(Dataset excerpts on pointing at objects)

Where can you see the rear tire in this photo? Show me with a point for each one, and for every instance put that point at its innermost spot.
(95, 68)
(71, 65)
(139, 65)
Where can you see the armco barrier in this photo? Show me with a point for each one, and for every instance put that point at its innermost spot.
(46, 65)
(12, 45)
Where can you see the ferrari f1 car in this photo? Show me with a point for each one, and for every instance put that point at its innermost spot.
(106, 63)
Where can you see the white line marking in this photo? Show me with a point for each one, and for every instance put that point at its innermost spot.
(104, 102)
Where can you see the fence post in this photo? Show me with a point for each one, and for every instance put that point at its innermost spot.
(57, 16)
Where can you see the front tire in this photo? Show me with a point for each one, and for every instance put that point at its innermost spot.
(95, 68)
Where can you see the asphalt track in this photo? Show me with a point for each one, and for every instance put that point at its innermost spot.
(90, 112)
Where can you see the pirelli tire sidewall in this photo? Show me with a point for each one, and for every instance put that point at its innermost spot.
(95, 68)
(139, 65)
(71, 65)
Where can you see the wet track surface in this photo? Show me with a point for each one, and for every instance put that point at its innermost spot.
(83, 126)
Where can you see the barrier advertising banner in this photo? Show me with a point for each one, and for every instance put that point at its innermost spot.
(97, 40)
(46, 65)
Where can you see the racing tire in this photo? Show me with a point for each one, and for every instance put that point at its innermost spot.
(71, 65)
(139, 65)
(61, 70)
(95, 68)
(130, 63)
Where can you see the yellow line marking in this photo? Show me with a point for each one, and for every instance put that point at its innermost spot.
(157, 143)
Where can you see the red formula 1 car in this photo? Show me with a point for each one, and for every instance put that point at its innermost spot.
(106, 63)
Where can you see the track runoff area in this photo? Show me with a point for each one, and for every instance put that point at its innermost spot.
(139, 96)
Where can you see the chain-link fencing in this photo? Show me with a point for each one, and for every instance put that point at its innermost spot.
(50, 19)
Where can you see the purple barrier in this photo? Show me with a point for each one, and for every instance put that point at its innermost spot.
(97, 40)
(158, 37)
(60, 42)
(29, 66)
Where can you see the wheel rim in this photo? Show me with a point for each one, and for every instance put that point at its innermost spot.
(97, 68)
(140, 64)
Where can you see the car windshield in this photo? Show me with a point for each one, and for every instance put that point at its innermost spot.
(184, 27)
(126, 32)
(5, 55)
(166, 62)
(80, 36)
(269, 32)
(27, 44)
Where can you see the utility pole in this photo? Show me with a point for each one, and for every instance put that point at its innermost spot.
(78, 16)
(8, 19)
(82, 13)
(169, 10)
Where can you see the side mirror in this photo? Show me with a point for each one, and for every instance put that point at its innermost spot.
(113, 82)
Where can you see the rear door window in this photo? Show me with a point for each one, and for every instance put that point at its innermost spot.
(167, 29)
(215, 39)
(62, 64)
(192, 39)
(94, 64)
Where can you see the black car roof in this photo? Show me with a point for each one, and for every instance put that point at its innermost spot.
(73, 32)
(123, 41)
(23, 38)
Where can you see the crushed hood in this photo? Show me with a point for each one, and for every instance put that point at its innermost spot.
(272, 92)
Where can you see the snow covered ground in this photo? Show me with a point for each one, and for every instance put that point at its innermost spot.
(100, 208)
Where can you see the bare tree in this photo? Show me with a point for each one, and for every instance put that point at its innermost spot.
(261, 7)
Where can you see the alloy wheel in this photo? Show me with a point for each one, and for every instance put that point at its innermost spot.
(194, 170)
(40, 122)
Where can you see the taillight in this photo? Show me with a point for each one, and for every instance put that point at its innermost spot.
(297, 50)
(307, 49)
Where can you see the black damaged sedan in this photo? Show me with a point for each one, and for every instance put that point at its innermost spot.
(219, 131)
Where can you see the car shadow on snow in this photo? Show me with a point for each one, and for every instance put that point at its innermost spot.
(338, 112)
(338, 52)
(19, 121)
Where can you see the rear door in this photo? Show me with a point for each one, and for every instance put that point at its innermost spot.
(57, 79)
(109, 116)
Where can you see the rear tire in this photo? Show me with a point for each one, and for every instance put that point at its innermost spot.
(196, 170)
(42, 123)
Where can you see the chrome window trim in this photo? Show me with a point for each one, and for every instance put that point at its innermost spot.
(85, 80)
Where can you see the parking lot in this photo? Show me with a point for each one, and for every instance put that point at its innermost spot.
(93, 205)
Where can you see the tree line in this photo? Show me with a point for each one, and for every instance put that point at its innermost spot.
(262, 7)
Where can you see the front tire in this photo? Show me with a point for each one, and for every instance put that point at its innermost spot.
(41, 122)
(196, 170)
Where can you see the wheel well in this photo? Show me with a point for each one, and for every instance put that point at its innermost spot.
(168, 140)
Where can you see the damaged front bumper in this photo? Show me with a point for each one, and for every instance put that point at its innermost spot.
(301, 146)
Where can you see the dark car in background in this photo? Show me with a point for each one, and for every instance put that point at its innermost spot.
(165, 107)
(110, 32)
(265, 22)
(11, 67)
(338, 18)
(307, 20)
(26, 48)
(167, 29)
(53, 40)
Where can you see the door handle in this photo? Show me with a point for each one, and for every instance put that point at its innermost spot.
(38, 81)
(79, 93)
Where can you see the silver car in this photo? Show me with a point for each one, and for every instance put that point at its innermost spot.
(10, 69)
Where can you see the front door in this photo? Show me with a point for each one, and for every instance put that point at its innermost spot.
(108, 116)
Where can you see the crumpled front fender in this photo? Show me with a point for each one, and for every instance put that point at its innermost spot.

> Instruction:
Render the records as a Markdown table with the columns Row and Line, beginning at the line containing "Where can you see the front door" and continuing through the end of the records. Omit blank lines.

> Exercise answer:
| Row | Line |
|---|---|
| 1 | Where can you see the front door in this photo? Show me with a point for each one, and for every instance put that point at its innermost spot. |
| 2 | (108, 116) |
| 3 | Where can you see the crumpled front fender in this photo? Show me with a point for each one, and for every instance put that point at its innermost spot. |